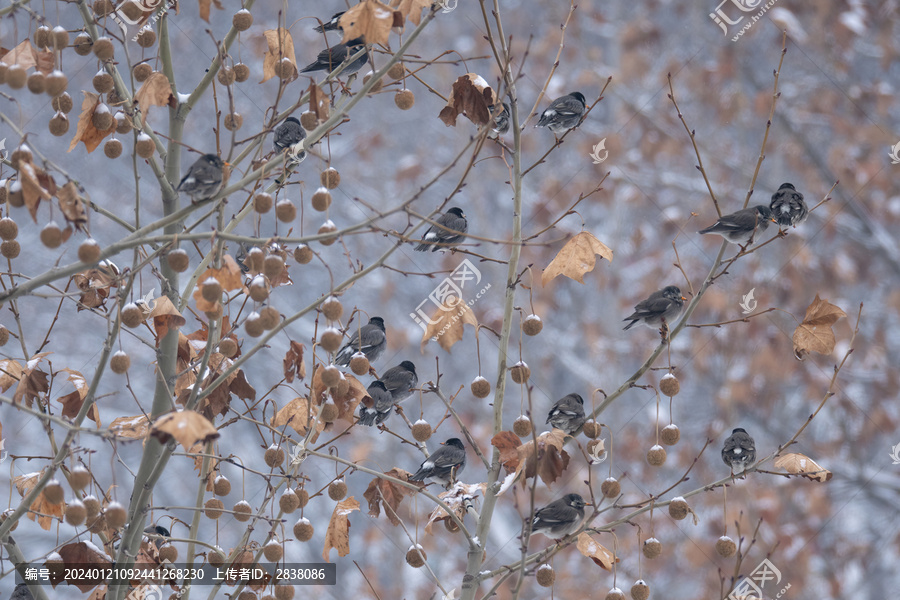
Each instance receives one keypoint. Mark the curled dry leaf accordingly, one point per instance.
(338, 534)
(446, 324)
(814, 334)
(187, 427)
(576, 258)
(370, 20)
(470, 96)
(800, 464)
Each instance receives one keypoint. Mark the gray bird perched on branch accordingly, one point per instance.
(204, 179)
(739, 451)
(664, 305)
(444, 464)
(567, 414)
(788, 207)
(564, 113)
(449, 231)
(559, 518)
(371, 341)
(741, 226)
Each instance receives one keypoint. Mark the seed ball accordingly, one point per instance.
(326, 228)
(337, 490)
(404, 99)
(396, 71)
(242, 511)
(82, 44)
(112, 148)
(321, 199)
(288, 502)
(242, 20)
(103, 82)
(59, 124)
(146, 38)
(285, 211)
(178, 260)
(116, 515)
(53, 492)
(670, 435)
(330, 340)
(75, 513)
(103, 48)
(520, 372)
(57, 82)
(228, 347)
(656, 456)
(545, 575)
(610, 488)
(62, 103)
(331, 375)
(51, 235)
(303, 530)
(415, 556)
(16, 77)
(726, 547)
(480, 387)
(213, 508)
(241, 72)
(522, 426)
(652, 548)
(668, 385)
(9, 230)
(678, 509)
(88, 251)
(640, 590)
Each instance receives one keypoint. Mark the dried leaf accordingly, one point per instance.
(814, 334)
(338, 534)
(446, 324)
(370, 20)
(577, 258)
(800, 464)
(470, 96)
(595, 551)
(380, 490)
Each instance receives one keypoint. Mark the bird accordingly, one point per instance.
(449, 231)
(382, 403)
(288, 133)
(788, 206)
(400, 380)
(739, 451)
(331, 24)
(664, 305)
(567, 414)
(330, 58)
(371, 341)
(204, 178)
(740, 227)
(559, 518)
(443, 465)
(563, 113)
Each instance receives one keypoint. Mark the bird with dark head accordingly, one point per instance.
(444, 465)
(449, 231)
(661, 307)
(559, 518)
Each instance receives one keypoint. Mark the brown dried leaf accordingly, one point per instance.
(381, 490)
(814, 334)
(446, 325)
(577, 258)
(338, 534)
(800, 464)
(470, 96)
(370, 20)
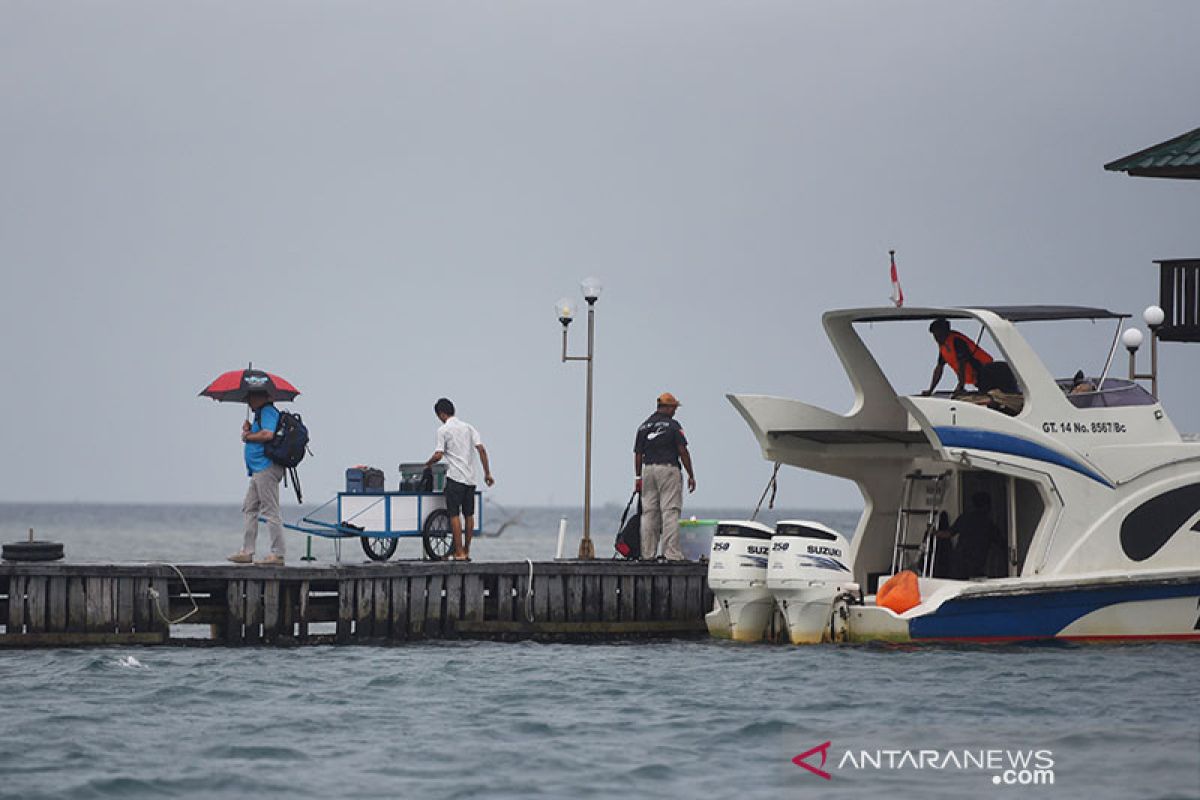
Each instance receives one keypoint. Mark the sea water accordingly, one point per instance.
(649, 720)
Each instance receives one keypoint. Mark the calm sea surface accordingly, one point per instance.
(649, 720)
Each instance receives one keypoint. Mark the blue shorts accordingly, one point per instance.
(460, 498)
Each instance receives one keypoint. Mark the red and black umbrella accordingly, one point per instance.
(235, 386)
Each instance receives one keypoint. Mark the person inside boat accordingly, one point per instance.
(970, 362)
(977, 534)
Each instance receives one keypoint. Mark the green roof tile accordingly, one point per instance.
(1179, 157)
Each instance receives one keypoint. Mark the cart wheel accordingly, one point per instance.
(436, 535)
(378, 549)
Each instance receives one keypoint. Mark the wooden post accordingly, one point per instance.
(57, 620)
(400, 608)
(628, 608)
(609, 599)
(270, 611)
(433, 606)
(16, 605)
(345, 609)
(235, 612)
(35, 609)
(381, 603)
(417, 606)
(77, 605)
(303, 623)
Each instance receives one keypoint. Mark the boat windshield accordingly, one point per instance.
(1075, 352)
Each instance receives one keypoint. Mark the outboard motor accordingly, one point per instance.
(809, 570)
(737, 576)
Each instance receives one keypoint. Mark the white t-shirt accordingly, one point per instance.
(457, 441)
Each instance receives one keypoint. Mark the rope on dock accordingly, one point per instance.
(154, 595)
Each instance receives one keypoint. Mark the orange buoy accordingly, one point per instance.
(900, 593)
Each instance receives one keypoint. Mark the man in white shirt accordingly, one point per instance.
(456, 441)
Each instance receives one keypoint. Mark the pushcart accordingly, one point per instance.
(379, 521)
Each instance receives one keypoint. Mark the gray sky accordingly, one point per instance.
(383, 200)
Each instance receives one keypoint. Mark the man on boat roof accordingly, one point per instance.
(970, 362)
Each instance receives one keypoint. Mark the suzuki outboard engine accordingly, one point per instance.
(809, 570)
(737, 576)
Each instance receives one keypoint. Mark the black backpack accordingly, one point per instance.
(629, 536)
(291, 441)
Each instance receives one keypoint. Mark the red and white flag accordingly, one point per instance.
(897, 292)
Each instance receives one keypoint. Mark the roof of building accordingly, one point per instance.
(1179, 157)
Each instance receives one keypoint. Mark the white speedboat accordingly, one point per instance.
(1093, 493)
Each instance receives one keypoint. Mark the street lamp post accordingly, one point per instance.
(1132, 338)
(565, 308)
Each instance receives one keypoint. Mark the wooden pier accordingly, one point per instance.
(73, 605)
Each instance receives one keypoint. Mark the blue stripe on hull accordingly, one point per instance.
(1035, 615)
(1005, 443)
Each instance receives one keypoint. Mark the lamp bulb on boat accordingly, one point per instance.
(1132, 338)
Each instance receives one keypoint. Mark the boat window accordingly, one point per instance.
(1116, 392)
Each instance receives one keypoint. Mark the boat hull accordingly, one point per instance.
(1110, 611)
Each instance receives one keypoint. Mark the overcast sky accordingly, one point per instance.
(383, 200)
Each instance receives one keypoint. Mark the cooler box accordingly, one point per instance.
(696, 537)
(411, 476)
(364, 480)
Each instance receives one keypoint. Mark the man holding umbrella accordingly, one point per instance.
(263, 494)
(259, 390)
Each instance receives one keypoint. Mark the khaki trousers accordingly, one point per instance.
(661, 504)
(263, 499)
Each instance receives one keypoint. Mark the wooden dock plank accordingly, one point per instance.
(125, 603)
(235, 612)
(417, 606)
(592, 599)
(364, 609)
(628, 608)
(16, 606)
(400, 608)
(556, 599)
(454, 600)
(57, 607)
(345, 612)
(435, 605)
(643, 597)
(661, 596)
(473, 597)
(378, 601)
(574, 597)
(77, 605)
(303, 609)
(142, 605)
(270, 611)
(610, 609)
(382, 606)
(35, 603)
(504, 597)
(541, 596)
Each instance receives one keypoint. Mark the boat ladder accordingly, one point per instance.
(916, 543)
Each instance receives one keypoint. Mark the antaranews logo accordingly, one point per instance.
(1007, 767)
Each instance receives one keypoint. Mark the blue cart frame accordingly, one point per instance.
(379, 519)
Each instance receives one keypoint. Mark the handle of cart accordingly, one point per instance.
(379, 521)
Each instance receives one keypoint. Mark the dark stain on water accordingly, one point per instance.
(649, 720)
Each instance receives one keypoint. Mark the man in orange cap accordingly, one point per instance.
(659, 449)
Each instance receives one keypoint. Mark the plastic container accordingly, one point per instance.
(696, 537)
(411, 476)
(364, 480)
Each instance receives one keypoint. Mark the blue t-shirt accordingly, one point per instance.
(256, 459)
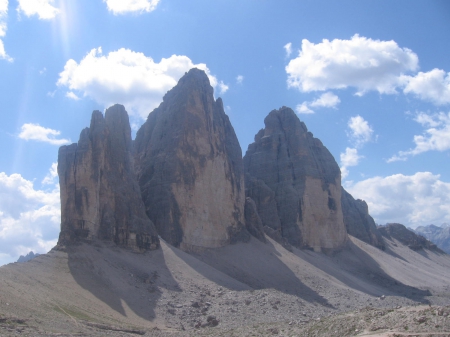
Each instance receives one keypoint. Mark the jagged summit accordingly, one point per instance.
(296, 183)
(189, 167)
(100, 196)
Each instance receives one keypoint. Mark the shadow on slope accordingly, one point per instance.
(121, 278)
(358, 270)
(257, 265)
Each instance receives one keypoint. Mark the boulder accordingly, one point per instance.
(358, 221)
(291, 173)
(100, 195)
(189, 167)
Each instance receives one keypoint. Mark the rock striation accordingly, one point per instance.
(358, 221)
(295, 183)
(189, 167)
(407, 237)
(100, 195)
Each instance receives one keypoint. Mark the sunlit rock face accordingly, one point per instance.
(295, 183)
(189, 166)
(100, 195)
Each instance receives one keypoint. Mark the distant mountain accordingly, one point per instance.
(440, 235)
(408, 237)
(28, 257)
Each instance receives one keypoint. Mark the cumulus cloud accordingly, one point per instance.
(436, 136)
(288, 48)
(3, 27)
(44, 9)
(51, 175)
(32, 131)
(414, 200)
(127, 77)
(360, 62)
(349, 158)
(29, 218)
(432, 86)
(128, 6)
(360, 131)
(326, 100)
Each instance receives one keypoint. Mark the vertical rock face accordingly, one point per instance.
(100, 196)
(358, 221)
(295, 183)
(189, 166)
• • • • •
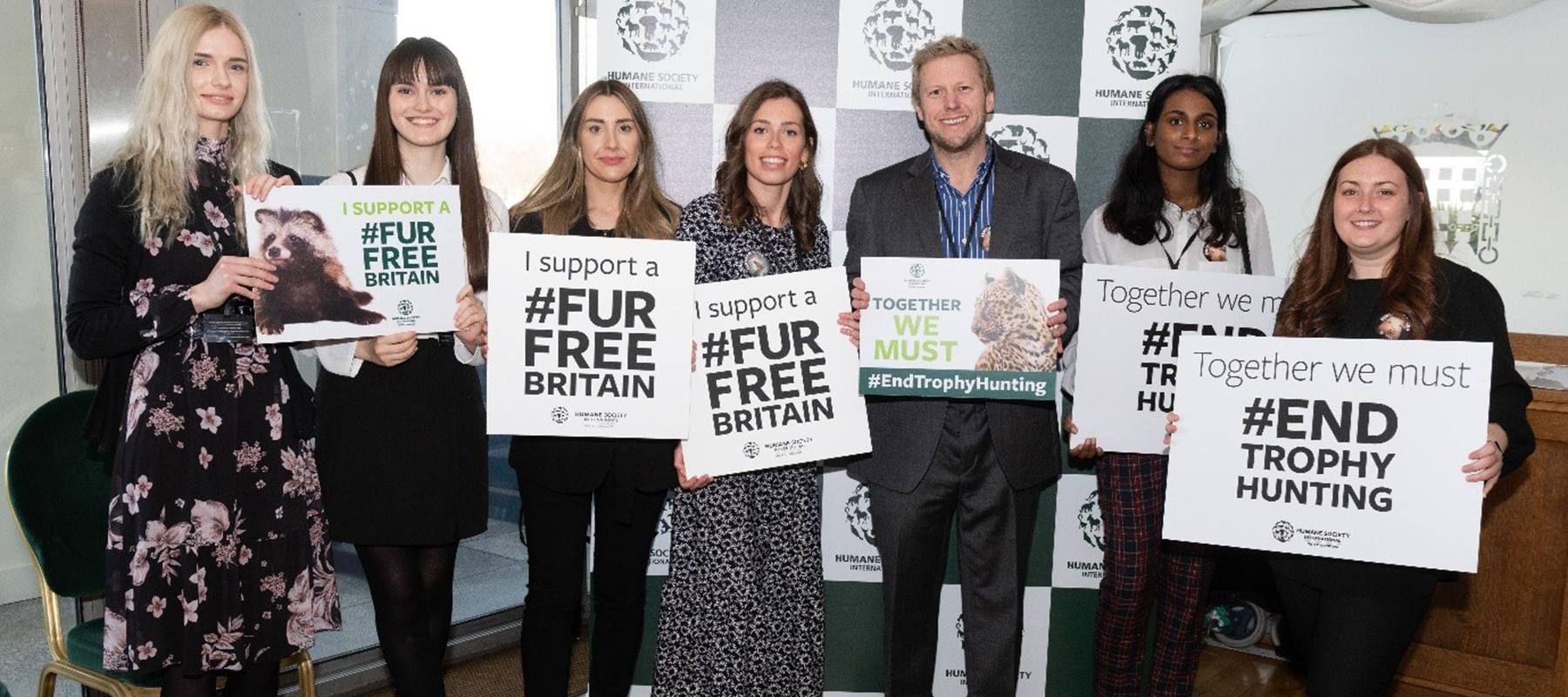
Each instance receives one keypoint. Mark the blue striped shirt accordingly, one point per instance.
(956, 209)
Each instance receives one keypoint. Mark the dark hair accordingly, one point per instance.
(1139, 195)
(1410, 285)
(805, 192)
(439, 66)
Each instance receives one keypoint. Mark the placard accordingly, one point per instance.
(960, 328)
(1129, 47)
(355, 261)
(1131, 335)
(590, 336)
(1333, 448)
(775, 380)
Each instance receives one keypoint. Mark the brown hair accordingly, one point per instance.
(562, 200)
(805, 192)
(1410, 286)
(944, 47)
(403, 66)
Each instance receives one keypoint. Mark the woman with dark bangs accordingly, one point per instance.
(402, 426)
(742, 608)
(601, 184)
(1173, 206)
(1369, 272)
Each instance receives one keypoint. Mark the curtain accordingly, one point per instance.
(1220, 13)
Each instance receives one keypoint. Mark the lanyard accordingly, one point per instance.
• • • • •
### Problem
Please report every line of the records that contains the word "bird", matching case exactly.

### Correct response
Each instance receives one keypoint. Mark the gray bird perched on branch accordingly, one point per instance.
Each instance receives one keypoint. Mark the bird accordingly, one point per instance.
Each instance receives one keypoint. Mark the bird with dark head accordingly, one point per instance.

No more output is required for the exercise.